** Start of DOCUMENT SECTION **
APPEAL to the Superior Court under St. 1911, c. 751, Part III, § 11, as amended by St. 1912, c. 571, § 14, from a decision of the Industrial Accident Board.
The facts found by the Industrial Accident Board are stated in the opinion. The decision of the board was as follows: "The board finds, upon all the evidence, that the employee, William A. Harbroe, received a personal injury resulting fatally, on October 9, 1914, which arose out of and in the course of his employment, by reason of the special risk attached to the performance of his duties as a night watchman in the service of the subscriber and that there is due the dependent, Edna May Harbroe, the widow of the employee, a weekly compensation of $9.33 for a period of 428 676/933 weeks from the date of the injury, the total compensation payable by the insurer being $4,000."
In the Superior Court Jenney, J., made a decree confirming the decision of the Industrial Accident Board; and the insurer appealed.
A. L. Richards, for the insurer.
C. S. Morrill, for the dependent widow.
** End of DOCUMENT SECTION **
GIVEN REQUEST A -> Rewrite the paragraph of the appeal excerpt that begins "The facts found by the Industrial Accident Board" in a shorter form, keeping its main facts.
The listing below has no connection to the appeal excerpt.
** Start of ENTRIES **
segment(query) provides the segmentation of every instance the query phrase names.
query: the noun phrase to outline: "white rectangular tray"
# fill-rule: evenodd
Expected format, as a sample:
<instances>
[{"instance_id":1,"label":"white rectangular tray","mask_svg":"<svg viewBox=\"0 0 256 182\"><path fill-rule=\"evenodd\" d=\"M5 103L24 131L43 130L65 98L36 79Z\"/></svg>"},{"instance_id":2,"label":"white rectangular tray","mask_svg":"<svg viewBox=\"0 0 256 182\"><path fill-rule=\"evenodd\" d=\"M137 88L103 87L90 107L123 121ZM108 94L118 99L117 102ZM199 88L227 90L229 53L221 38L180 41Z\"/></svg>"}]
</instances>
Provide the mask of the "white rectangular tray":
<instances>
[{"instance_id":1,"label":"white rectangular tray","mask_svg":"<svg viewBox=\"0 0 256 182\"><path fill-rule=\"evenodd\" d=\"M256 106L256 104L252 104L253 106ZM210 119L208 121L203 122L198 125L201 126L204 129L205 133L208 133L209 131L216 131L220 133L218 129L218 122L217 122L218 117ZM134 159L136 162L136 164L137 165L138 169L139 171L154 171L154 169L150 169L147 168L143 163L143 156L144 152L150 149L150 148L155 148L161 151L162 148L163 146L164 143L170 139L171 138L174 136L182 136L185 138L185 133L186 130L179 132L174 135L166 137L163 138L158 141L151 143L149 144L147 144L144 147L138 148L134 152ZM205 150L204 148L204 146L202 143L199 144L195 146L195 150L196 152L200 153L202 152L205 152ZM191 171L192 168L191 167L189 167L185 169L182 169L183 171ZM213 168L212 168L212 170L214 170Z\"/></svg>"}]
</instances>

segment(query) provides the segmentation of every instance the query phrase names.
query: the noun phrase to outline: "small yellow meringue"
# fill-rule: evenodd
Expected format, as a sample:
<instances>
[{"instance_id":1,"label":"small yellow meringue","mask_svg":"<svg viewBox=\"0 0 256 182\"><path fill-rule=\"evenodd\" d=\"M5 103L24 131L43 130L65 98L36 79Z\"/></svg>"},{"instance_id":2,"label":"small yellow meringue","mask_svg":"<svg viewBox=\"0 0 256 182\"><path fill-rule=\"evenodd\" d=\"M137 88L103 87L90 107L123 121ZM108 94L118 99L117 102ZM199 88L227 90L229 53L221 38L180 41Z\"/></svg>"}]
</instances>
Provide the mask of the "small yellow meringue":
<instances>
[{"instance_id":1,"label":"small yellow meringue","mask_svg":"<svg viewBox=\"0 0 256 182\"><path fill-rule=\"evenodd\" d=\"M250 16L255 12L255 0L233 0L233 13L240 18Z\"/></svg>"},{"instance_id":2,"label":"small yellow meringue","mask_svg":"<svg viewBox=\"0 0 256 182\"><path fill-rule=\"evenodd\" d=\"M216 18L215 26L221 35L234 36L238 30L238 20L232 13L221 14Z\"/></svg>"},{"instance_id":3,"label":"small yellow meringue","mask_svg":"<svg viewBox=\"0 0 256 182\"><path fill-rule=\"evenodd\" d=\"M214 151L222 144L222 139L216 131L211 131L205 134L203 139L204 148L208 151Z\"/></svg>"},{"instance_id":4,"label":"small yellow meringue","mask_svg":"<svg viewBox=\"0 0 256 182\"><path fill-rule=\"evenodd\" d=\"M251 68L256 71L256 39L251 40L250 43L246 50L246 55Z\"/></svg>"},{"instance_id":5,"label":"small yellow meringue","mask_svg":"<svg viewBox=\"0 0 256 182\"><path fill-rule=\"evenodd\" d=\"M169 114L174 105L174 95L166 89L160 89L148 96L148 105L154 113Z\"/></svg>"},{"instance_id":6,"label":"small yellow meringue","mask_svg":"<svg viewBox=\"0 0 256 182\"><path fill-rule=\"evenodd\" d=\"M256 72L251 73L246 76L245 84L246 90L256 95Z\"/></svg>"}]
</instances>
** End of ENTRIES **
GIVEN REQUEST B -> Identify every line of the listing above that contains the string "white", treating uppercase and lowercase letters as different.

RIGHT ANSWER A -> The opinion states the facts the Industrial Accident Board found. The board decided that William A. Harbroe suffered a fatal personal injury on October 9, 1914. The injury arose out of and in the course of his employment as the subscriber's night watchman, because of the special risk of those duties. His widow and dependent, Edna May Harbroe, was owed $9.33 a week for 428 676/933 weeks from the date of the injury. The insurer's total payment came to $4,000.

RIGHT ANSWER B ->
query: the noun phrase to outline: "white rectangular tray"
[{"instance_id":1,"label":"white rectangular tray","mask_svg":"<svg viewBox=\"0 0 256 182\"><path fill-rule=\"evenodd\" d=\"M5 103L24 131L43 130L65 98L36 79Z\"/></svg>"},{"instance_id":2,"label":"white rectangular tray","mask_svg":"<svg viewBox=\"0 0 256 182\"><path fill-rule=\"evenodd\" d=\"M137 88L103 87L90 107L123 121ZM108 94L118 99L117 102ZM199 88L227 90L229 53L221 38L180 41Z\"/></svg>"}]
Provide the mask of the "white rectangular tray":
[{"instance_id":1,"label":"white rectangular tray","mask_svg":"<svg viewBox=\"0 0 256 182\"><path fill-rule=\"evenodd\" d=\"M256 106L256 104L252 104L253 106ZM210 119L208 121L203 122L198 125L201 126L204 129L205 133L208 133L209 131L216 131L220 133L218 129L218 122L217 122L218 117ZM134 159L136 162L136 164L137 165L138 169L139 171L154 171L154 169L150 169L147 168L143 163L143 156L144 152L150 149L150 148L155 148L161 151L162 148L163 146L164 143L170 139L171 138L174 136L182 136L185 138L185 133L186 130L179 132L174 135L166 137L163 138L158 141L151 143L149 144L147 144L144 147L138 148L134 152ZM205 150L204 148L204 146L202 143L199 144L195 146L195 150L196 152L200 153L202 152L205 152ZM191 171L192 168L191 167L189 167L185 169L182 169L183 171ZM213 168L212 168L212 170L214 170Z\"/></svg>"}]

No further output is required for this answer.